● **Text section**:
• • •

Sometimes working for PhD doesn’t feel like work at all, so this week I feel as if I’ve been slacking; but I really haven’t. It’s just that the work I have done hasn’t been behind a desk. It’s been one of those weeks it’s been difficult to fit in desk-time.
On Sunday I did lock myself in the study for the morning. I filled in an RD9 record of my support team meeting. It’s all done on ‘Skillsforge’, the university’s on-line recording system. It’s a bit of a chore filling them in, but they are a necessary record, and it helps to remember what a positive experience the meeting was. I also sent out my Stanza mailing: it’s our next Stanza on Tuesday this week. I can’t believe a month has gone since Pat and I dressed as witches and read spooky poems to each other. I know for a fact there will be more members there this week. Details of what we’re doing can be found here, so if you feel like joining us, you’ll be most welcome:
https://www.facebook.com/groups/264023166946510/
All the admin out of the way, I settled to the serious and pressing stuff. I looked for instances of ‘masks and mirrors’ in my poem analyses of Pascale Petit’s work. What a wonderful thing is a search engine. I used the ‘search in this document’ facility and found more references to those things even than I expected, especially when I typed in ‘make-up’, ‘disguise’, ‘reflections’, etc: variations on the theme. So I narrowed down the number of poems I’ll be using for my critical piece on Petit’s poetry. I re-read the poems as well: not a chore at all. I felt I’d had a good morning’s work by the time I stopped for lunch. Pressing housework was my prevarication for the afternoon.

• • •

(Dataset records on object locations)
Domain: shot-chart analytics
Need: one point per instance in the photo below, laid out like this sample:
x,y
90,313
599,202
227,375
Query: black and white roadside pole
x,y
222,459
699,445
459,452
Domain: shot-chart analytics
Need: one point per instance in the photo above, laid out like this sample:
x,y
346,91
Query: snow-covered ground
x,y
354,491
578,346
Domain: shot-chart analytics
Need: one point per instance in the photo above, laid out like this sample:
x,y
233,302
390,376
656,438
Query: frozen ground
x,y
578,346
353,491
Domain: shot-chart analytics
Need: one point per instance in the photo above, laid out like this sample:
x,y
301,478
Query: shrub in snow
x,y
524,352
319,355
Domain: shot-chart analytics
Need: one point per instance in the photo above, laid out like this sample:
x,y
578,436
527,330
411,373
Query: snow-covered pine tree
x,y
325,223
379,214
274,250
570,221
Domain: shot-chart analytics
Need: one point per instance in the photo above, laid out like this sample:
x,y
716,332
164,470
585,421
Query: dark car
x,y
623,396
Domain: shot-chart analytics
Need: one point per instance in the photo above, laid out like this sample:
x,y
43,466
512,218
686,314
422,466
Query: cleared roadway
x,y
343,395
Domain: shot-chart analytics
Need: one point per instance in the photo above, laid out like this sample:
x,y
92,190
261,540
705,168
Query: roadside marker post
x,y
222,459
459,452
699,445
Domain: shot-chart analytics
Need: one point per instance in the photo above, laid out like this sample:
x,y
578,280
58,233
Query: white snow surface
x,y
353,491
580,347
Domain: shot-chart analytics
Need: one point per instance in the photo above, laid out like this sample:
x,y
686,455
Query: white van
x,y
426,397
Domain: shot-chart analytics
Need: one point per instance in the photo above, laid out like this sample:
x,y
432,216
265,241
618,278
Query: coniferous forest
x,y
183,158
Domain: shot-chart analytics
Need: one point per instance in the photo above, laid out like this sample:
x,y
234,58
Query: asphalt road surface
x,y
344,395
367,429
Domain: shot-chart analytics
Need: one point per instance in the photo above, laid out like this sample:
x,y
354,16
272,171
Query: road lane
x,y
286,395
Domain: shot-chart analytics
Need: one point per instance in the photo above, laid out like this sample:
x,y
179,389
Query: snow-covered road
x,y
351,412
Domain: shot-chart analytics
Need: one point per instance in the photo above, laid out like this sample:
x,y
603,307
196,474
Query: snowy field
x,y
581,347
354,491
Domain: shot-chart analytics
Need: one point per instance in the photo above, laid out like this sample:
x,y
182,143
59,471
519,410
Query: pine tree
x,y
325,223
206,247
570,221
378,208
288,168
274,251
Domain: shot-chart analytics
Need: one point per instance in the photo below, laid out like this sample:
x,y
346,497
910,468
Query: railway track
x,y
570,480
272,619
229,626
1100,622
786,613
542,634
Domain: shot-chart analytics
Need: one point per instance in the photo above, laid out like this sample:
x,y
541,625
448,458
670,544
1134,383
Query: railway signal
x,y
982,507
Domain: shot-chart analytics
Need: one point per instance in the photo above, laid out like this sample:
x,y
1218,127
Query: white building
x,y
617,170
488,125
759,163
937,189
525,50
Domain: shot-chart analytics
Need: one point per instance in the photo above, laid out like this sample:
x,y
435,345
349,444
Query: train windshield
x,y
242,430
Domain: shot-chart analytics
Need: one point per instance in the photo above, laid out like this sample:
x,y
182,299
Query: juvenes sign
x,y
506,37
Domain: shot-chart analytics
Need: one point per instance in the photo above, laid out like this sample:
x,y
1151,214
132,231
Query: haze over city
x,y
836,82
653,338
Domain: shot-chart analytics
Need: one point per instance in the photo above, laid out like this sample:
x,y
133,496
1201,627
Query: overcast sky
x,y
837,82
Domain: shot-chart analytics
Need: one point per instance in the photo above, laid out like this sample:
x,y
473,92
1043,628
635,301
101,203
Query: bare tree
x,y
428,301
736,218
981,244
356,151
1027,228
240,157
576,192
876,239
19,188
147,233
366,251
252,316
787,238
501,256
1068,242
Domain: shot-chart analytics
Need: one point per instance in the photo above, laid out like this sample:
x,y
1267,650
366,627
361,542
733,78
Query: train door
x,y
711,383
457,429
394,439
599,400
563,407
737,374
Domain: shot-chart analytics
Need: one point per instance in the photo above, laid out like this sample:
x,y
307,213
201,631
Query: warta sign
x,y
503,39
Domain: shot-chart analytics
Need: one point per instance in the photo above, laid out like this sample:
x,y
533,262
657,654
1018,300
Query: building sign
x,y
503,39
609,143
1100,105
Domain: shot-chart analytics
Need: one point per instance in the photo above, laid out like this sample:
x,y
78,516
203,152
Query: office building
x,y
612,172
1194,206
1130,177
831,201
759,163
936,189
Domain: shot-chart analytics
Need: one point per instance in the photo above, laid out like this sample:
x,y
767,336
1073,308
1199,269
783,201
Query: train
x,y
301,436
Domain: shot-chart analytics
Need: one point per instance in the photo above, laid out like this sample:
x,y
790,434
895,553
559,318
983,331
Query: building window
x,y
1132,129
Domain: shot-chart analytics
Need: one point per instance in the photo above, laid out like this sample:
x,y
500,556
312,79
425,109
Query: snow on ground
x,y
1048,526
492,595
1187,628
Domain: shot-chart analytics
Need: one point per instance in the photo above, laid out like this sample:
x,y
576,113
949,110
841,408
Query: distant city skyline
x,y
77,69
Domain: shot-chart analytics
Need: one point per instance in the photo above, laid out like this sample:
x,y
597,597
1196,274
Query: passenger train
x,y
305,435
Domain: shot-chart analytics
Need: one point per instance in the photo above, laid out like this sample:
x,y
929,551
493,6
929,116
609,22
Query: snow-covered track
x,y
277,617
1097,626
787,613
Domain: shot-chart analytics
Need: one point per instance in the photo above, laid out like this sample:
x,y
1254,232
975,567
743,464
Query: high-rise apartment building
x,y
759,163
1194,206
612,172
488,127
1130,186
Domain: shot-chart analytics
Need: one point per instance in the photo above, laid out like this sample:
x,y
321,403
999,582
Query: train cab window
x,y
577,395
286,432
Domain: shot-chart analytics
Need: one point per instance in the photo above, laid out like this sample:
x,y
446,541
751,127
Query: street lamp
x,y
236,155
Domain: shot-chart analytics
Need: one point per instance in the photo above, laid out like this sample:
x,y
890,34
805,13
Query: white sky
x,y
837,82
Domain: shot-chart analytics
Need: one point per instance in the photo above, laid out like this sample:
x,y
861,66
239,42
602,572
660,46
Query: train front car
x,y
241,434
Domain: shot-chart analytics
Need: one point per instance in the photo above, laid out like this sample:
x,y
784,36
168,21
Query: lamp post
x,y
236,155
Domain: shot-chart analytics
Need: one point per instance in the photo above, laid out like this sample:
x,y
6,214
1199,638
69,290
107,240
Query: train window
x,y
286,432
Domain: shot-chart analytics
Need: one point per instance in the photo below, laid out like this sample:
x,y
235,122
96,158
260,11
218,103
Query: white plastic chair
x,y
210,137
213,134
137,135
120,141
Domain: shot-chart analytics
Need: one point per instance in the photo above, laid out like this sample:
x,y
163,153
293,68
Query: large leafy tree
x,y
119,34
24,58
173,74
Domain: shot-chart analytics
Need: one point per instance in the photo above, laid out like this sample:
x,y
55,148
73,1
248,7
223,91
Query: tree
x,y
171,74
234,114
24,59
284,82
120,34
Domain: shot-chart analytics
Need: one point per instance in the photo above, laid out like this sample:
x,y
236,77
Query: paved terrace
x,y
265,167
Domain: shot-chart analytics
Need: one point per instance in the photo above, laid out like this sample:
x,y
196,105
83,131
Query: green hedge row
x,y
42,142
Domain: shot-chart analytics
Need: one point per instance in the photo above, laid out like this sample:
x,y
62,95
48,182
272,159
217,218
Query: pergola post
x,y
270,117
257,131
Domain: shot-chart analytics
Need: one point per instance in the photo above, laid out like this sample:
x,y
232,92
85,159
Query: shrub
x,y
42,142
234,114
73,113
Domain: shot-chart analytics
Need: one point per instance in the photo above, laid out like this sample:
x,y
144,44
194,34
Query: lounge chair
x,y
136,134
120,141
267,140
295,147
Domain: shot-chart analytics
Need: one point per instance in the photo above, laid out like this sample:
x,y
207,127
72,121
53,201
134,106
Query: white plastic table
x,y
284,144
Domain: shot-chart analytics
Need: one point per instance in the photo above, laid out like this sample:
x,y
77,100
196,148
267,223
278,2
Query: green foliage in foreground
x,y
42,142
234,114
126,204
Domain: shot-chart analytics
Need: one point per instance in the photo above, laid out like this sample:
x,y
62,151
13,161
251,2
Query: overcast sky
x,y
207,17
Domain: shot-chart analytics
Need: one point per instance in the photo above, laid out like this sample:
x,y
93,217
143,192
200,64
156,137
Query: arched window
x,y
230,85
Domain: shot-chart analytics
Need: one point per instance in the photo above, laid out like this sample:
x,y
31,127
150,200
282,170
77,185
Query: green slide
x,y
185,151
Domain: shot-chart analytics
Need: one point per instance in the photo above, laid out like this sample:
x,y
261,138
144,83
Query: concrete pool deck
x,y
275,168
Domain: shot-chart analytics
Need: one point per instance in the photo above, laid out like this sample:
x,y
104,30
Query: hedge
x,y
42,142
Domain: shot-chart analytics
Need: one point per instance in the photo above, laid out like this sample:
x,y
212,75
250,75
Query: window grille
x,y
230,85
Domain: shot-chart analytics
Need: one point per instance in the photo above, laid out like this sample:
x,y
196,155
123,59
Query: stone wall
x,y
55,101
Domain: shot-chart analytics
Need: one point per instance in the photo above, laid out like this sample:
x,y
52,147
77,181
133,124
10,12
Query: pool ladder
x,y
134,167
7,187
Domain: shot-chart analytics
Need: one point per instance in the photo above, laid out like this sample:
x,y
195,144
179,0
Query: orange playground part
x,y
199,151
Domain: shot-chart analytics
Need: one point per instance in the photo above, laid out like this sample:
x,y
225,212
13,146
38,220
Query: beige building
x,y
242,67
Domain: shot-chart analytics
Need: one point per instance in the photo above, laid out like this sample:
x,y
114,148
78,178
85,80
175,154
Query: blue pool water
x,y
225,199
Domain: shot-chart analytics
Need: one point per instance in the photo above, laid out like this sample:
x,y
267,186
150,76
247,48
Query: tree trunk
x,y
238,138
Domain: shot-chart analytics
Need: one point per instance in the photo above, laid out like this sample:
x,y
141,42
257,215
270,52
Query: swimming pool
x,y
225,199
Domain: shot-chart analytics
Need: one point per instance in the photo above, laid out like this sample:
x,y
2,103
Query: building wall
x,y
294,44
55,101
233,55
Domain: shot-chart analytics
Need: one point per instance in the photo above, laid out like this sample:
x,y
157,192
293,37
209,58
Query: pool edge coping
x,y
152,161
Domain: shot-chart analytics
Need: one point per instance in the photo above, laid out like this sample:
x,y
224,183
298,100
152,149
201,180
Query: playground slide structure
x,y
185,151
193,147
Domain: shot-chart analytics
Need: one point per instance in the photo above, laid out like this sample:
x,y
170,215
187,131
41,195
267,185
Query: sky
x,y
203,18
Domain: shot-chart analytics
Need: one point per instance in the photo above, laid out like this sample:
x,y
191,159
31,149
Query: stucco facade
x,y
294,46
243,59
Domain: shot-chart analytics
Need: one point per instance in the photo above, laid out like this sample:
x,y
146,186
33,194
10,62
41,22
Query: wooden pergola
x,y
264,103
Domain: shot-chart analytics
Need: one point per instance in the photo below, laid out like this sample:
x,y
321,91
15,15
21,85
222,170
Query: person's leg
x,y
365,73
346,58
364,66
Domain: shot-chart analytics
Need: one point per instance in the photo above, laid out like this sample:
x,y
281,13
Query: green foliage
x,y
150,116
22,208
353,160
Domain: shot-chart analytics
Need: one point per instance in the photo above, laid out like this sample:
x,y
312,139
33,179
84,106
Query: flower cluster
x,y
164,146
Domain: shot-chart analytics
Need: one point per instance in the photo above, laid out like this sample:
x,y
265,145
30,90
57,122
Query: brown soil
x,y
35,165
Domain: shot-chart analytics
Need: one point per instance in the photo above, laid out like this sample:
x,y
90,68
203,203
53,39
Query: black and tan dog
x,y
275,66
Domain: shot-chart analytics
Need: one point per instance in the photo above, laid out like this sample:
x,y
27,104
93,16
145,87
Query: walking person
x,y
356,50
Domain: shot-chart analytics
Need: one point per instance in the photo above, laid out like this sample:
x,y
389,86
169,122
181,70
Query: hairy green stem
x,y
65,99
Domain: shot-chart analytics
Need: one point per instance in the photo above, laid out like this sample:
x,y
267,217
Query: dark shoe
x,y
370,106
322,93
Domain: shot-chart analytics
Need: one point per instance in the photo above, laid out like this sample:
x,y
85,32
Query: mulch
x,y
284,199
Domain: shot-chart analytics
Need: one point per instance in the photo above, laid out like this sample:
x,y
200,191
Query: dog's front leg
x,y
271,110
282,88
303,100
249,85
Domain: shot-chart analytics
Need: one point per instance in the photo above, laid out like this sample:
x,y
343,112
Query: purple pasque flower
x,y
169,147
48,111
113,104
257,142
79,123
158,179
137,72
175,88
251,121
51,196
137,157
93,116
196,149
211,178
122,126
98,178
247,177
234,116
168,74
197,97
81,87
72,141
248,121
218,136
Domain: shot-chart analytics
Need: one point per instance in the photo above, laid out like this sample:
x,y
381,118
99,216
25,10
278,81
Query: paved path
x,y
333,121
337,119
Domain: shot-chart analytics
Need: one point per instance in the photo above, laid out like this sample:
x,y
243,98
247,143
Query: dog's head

• • •

● **Instructions**:
1. Count the lines of the records that contain the string "train", treating case as significant, and give only the number.
2. Please pick up the PhD week post after its final sentence and continue it.

● **Responses per task**:
1. 7

2.
On Monday evening I went to the workshop at Leaf on Portland Street. The group, after a vote of its members, is now officially called ‘The Group’, which I don’t think will change much, do you? It’s a fairly unambiguous title, don’t you think. Anyway, I picked Hilary up to catch Metrolink into Manchester. It’s the first time I’ve seen her since she came back from her globe-trotting holiday, so it was particularly lovely to spend time with her. We made space for coffee and chat before The Group started. There were six of us there, and some lovely writing shared. I took a recent poem from the sequence I mentioned last week and got some useful feedback. They felt that when I get into writing the sequence, I could even have more than one poem from that one piece. They also said—wonderful idea—that as it’s a sequence I could have a narrator/chorus to fill in the narrative blanks that a series of poems written in the voices of different characters necessarily threatens for the reader. So I came away feeling fired up to get on with some more of it. If you are serious about writing—poetry or prose—and you live in the Manchester area, you should try to come along. Amy McCauley and Rosie Garland are members and they in particular are seriously spot-on with critiquing work, they get right to the meat of issues. We meet here: https://thisisleaf.co.uk/manchester/ every second Monday, 6.00p.m. to 8.00 p.m.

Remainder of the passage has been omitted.